= Record list =
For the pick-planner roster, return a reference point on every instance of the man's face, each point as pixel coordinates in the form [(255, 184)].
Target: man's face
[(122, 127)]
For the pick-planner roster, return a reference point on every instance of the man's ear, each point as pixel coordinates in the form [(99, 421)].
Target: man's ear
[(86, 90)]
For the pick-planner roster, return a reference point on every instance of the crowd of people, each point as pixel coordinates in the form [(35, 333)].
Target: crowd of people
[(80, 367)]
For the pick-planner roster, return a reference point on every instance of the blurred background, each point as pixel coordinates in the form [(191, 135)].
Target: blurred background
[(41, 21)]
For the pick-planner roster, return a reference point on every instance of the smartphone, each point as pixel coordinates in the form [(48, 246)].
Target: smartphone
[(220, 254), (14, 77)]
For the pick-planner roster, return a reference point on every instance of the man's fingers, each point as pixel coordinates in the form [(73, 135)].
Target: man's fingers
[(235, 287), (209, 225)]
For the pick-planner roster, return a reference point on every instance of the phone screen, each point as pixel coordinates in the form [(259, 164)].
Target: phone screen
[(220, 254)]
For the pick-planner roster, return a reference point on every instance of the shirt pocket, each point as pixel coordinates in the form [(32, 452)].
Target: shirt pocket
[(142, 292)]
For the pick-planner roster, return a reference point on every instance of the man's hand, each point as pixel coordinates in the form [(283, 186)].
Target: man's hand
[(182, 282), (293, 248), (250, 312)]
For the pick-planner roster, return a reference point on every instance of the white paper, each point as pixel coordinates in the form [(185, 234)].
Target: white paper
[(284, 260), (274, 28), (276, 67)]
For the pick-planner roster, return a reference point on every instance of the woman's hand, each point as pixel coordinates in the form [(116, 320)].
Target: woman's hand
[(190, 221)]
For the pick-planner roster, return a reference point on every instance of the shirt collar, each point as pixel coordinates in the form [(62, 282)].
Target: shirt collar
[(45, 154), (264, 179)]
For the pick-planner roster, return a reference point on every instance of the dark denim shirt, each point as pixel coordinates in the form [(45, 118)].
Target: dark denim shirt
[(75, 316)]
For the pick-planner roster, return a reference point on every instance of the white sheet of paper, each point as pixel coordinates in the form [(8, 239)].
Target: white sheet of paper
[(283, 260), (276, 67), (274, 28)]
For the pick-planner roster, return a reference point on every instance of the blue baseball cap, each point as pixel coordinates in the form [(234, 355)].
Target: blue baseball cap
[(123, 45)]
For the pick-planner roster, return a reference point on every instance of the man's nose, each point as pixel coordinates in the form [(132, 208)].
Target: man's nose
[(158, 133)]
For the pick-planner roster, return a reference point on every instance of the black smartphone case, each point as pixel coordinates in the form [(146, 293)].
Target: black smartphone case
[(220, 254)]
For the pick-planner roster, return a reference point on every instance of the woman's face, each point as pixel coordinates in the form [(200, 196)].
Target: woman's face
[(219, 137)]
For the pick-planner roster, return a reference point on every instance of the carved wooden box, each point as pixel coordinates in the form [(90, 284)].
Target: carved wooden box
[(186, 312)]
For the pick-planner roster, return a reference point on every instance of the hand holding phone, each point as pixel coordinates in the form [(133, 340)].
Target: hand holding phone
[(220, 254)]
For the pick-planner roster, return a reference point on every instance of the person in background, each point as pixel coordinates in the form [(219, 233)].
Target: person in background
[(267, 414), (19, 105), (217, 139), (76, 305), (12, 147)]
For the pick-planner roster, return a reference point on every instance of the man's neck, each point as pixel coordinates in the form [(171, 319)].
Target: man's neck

= What the task requires =
Copy every line exactly. Leave nothing out.

= Response to this task =
For the pick-planner roster, return a reference point on every instance of the man's face, each point as pixel coordinates in the form [(255, 184)].
Target: man's face
[(122, 127)]
For the pick-planner roster, return a reference point on every instance of the man's ear, each point as pixel coordinates in the form [(99, 421)].
Target: man's ear
[(86, 90)]
For the pick-planner roster, return a reference point on every instance of the crowd of people, each point as pixel coordinates in the form [(35, 333)].
Target: crowd of people
[(80, 367)]
For the pick-planner roster, return a reference point on every instance of the blurred background, each point as pixel coordinates in the form [(191, 135)].
Target: blurred background
[(41, 21)]
For the pick-planner roster, return a reference point on every instance of the smartphone, each point as pixel coordinates in the form [(48, 246)].
Target: smartphone
[(220, 254), (14, 77)]
For the pick-planner roster, return a reference point on every instance of the man's fingers, each point as pixel coordinates in the form [(73, 135)].
Target: man's fingers
[(235, 287), (209, 225)]
For the pick-planner roster, return a reference point on every instance of the phone screen, each point as pixel coordinates in the form [(259, 164)].
Target: phone screen
[(220, 254)]
For the pick-planner roster, return a reference point on every instance of the shirt pocket, each point as pixel coordinates in the form [(32, 452)].
Target: shirt pocket
[(142, 292)]
For the pick-planner roster, return a reference point on every instance of the man's hand, each point as pixel coordinates in the form [(283, 186)].
Target: man's hand
[(182, 282), (293, 248), (250, 312)]
For the pick-planner roster, return a reference point on every instance of the white paper, each point as pixel coordinates in the form [(185, 234)].
Target: white paper
[(284, 260), (274, 28), (276, 67)]
For the pick-planner roster, return a reference point on every instance of the woman's hand, each point as pixel coordinates in the form [(116, 320)].
Target: woman's hand
[(190, 221)]
For the pick-planner roster, return a reference point on every instance of the shirt collar, each point as pixel coordinates in the form [(62, 282)].
Target: shirt collar
[(45, 154), (264, 179)]
For the pick-planner roster, return a reference point on every instance of the dark denim shirt, each point as pixel coordinates in the form [(45, 118)].
Target: dark denim shirt
[(75, 316)]
For the pick-planner roster, return a reference point on every instance of the white sheet of paper, each point as pixel coordinates in the form [(8, 239)].
Target: white sheet of paper
[(283, 260), (276, 67), (274, 28)]
For the pick-planner roster, return a reference point on every instance of the blue baseball cap, each point as pixel coordinates in the form [(234, 355)].
Target: blue baseball cap
[(123, 45)]
For the pick-planner roster, return a reference point on every instance of the man's nose, each point as pixel coordinates in the form [(132, 208)].
Target: man's nose
[(158, 133)]
For the pick-planner roster, return a reference point on every instance of the black smartphone case, each point as pixel coordinates in the form [(146, 293)].
Target: black smartphone case
[(220, 254)]
For the pick-planner roster, return a reference point on every instance of the woman's face, each point as pixel coordinates in the form [(200, 196)].
Target: woman's face
[(219, 137)]
For the pick-planner roster, return a reference point on every instance of the carved wooden box, each point as pixel coordinates in the form [(90, 284)].
Target: carved wooden box
[(186, 312)]
For the pick-planner roster, return a reference point on every instance of the hand holding phone, each point as pixel coordinates in the form [(133, 340)].
Target: hand holding phone
[(220, 254)]
For the pick-planner roster, return a reference point on every instance of the person in background, each point as pixel coordinates in the form [(219, 233)].
Target: person in background
[(267, 414), (19, 105), (217, 139), (76, 305), (12, 147)]
For the pick-planner roster, return a reference point on every instance of the man's neck, each point as pixel coordinates in the form [(171, 319)].
Target: man's neck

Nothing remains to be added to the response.